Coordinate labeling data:
•••
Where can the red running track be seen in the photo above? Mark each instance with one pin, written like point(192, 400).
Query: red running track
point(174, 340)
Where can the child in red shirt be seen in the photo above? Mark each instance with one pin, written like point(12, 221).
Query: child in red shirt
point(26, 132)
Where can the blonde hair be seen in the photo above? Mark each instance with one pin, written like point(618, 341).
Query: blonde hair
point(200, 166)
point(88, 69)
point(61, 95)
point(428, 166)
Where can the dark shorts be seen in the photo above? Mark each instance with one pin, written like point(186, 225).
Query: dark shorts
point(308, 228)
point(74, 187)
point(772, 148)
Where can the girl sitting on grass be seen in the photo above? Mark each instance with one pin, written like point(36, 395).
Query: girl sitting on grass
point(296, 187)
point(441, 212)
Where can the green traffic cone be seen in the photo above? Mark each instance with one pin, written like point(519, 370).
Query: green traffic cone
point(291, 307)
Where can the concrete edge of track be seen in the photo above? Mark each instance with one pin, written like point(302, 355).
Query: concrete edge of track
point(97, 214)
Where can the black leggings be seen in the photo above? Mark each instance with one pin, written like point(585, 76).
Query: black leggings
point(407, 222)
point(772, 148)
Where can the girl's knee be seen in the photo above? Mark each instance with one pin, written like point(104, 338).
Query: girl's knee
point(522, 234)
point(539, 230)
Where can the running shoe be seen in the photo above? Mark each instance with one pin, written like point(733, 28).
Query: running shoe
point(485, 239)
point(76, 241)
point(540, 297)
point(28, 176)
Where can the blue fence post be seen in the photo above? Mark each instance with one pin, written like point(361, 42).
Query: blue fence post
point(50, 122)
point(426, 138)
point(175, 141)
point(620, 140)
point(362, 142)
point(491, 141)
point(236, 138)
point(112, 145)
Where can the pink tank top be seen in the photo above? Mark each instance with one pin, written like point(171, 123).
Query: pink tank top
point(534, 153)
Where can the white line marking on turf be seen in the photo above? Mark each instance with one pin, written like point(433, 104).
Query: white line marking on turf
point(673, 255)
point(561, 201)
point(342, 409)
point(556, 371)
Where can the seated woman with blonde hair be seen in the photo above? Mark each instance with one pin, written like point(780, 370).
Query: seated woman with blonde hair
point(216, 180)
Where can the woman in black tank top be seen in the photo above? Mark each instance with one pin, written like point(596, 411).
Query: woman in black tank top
•••
Goal:
Write out everything above from the line that contains "Where can the blonde" down to the line that contains "point(556, 371)", both of those lines included.

Expected answer:
Where can the blonde hair be seen in the photo above? Mark each instance with one pin, written like point(618, 341).
Query: blonde hair
point(200, 166)
point(88, 69)
point(61, 95)
point(428, 166)
Where can the dark shorts be seen in the photo above? Mark each instance with one pin, written like point(186, 225).
Query: dark shorts
point(308, 228)
point(74, 187)
point(772, 148)
Where can the girl sitting on grass be seen in the photo above? Mark each instance with one pin, written like point(36, 395).
Query: girl sitting on grass
point(296, 187)
point(441, 212)
Where can the green traffic cone be seen in the photo above? Mark each instance with one pin, written like point(519, 370).
Query: green traffic cone
point(291, 307)
Where can the concrete edge of track be seen in the photo above? Mark each instance with one pin, written like point(302, 355).
Query: concrete edge of track
point(97, 214)
Where can the black leggings be seen in the photo above? Mark each instance with one pin, written like point(585, 76).
Query: black leggings
point(407, 222)
point(772, 148)
Where can the girl's knee be seen in the photo above? Mark each instance with one pin, written like point(104, 338).
Query: girl's knee
point(522, 234)
point(539, 230)
Where can the running shoe be seen in the photo above? Mark each instance with one pin, written like point(733, 28).
Query: running shoe
point(485, 239)
point(76, 241)
point(540, 297)
point(28, 176)
Where can the blue fence post be seen in the photo above? Mark each instance with one pin, written like point(361, 42).
Query: blue fence post
point(50, 122)
point(426, 138)
point(175, 141)
point(620, 140)
point(362, 142)
point(491, 141)
point(236, 138)
point(112, 145)
Where can the pink tank top be seen in the photo above? Mark each instance with one pin, written like point(171, 123).
Query: pink tank top
point(534, 153)
Where can the white line marking on turf be seen in the photo above? Mark each instance with one pin, written like point(433, 104).
Query: white line marking on turf
point(673, 255)
point(561, 201)
point(342, 409)
point(556, 371)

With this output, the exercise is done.